== Selection ==

Leschyshyn delivers for Stars

Saskatoon opens Esso Cup with 2-0 win over Weyburn

Anna Leschyshyn, centre, celebrates scoring for the Stars.
    WEYBURN, Sask. - Anna Leschyshyn is making an ever increasing number of plays when the Saskatoon Stars need them the most.
    In their opening match at the Esso Cup female midget AAA hockey championship tournament on Sunday, the Stars were firing everything including the kitchen sink at Weyburn Southern Range Gold Wings goaltender Chantal Burke. With 26.6 seconds to play in the second period, Leschyshyn gathered a rebound during a net scramble and fired the puck five-hole on Burke for a power-play goal while being taken down on the ice.
    Leschyshyn’s goal gave the Stars a 1-0 lead over the Gold Wings, who are the tournament’s host team. Saskatoon added another goal late in the third to skate away with a 2-0 victory at Crescent Point Place.

== Data supplied ==
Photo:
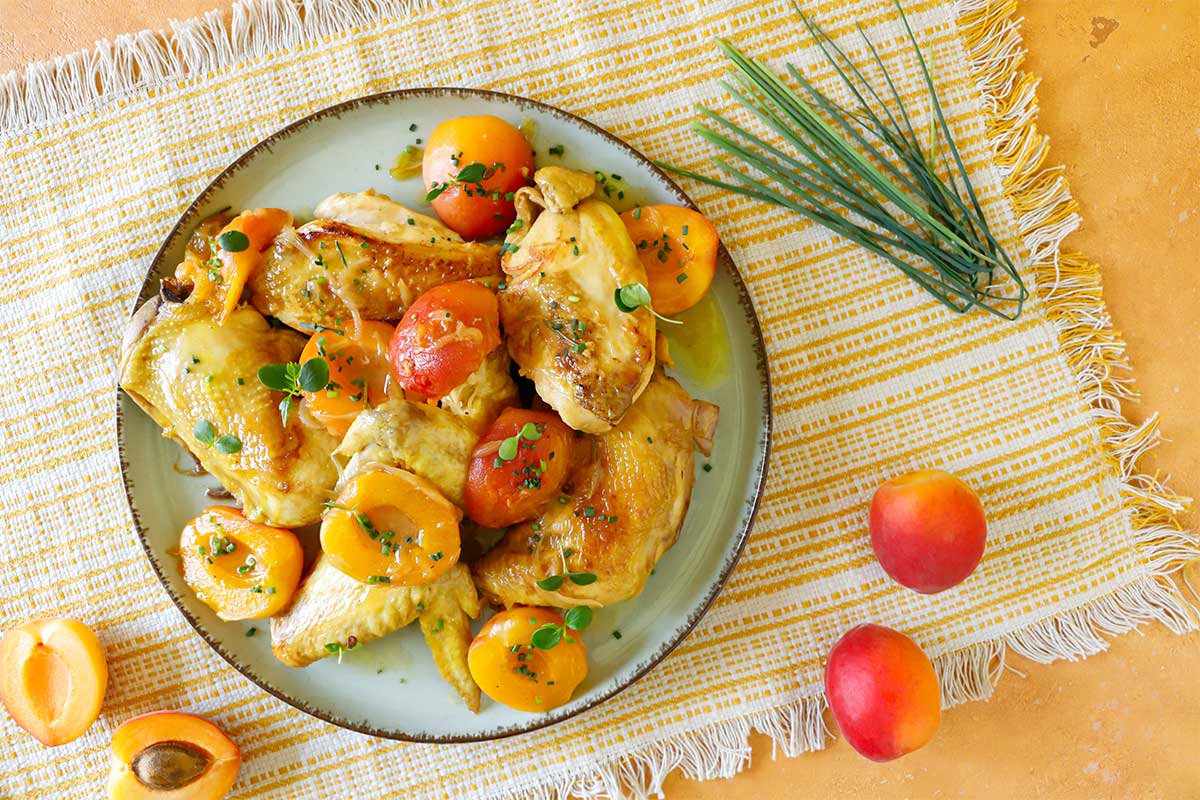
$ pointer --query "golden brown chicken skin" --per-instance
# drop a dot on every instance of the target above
(331, 607)
(587, 359)
(627, 500)
(185, 370)
(363, 254)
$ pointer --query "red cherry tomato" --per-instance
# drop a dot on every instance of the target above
(443, 337)
(507, 485)
(483, 206)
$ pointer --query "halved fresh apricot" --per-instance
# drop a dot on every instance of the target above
(510, 669)
(240, 569)
(240, 247)
(359, 373)
(53, 677)
(391, 527)
(171, 755)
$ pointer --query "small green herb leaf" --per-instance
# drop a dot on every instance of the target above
(579, 618)
(233, 241)
(631, 296)
(275, 376)
(228, 444)
(472, 173)
(204, 432)
(546, 637)
(551, 582)
(313, 374)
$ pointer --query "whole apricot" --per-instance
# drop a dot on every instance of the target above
(883, 692)
(928, 530)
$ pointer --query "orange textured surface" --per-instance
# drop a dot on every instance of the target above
(1121, 101)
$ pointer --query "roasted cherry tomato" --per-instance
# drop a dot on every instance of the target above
(240, 569)
(443, 337)
(475, 163)
(391, 527)
(510, 671)
(678, 248)
(359, 373)
(517, 467)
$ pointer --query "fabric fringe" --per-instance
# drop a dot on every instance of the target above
(1068, 286)
(48, 91)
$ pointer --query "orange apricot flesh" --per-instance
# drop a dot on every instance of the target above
(391, 527)
(172, 756)
(53, 678)
(259, 227)
(240, 569)
(359, 373)
(510, 671)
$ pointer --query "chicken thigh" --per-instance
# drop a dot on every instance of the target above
(334, 608)
(565, 259)
(363, 254)
(198, 380)
(625, 505)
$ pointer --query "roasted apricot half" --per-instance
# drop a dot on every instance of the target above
(510, 668)
(172, 755)
(53, 677)
(240, 569)
(391, 527)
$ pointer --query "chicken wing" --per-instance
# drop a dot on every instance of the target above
(417, 437)
(485, 394)
(588, 360)
(333, 608)
(627, 504)
(364, 254)
(198, 382)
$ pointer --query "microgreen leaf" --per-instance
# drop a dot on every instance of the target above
(472, 173)
(547, 636)
(233, 241)
(286, 408)
(204, 432)
(508, 450)
(579, 618)
(551, 582)
(275, 376)
(228, 444)
(313, 374)
(631, 296)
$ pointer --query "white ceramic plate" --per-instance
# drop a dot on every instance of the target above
(390, 687)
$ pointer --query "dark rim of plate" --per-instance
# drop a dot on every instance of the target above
(759, 468)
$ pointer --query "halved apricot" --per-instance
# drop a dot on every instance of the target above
(240, 248)
(391, 527)
(359, 373)
(53, 678)
(513, 671)
(240, 569)
(172, 755)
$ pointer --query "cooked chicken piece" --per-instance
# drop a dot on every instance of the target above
(417, 437)
(185, 371)
(366, 254)
(627, 504)
(485, 394)
(331, 607)
(588, 359)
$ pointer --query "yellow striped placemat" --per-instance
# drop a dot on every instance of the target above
(102, 150)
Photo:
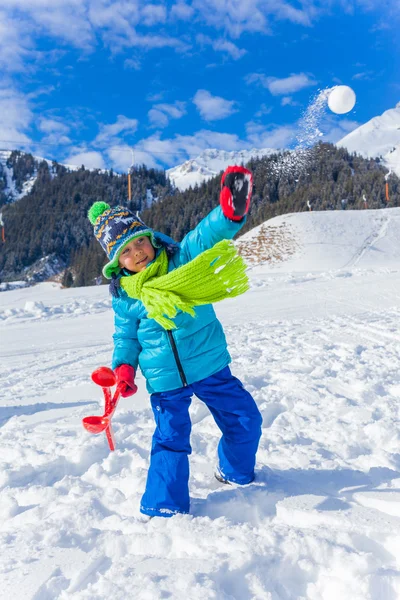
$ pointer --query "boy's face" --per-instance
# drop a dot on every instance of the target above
(137, 254)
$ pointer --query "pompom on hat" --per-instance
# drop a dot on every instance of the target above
(114, 228)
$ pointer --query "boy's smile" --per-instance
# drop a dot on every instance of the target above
(137, 254)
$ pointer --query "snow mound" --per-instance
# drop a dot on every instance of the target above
(323, 241)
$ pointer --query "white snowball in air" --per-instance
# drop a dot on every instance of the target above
(341, 99)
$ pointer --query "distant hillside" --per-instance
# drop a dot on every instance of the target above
(47, 231)
(325, 241)
(209, 164)
(378, 137)
(325, 178)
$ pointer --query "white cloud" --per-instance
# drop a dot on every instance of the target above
(160, 114)
(52, 126)
(122, 126)
(91, 160)
(182, 11)
(263, 110)
(288, 85)
(275, 136)
(153, 13)
(288, 101)
(212, 108)
(132, 63)
(80, 23)
(221, 45)
(155, 151)
(16, 118)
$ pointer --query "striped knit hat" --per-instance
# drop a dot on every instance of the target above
(114, 228)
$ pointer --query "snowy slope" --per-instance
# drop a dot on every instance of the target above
(378, 137)
(10, 190)
(317, 342)
(208, 164)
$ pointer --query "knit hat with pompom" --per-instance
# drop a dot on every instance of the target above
(114, 228)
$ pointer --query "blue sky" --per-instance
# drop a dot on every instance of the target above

== Written exercise 1 ==
Return every line of the entries that contains the string "halved", matching case exactly.
== Written exercise 2 ==
Pick up the news article about Saskatoon's 2-0 Esso Cup win over Weyburn where it stops, and keep writing.

== Exercise response 1 ==
$ pointer --query "halved fresh apricot" --per-instance
$ pointer --query "halved apricot" --per-instance

== Exercise response 2 ==
    “I didn’t really know it went in,” said Leschyshyn. “I was just kind of getting pucks to the net and trying to bang in the rebound and it went in. I was just really excited.”
Anna Leschyshyn (#7) is stopped by goalie Chantal Burke.
    Standing 5-foot-10, you almost forget that Leschyshyn is only 14-years-old. Her smooth skating ability, strong stickhandling and good touch around the net makes her a threat to score every time she is on the ice.
    In 28 regular season games for the Stars, Leschyshyn netted 15 goals and 11 assists to finished third in team scoring in her first full season in the midget AAA ranks. She added another six goals and four assists in 11 games in the Saskatchewan Female Midget AAA Hockey League playoffs.
    Back on March 26, Leschyshyn potted the equalizer that forced overtime in the Stars 4-3 SFMAAAHL championship series clinching victory against the Diamond Energy Wildcats in Swift Current.
Anna Leschyshyn charges up ice on a rush for the Stars.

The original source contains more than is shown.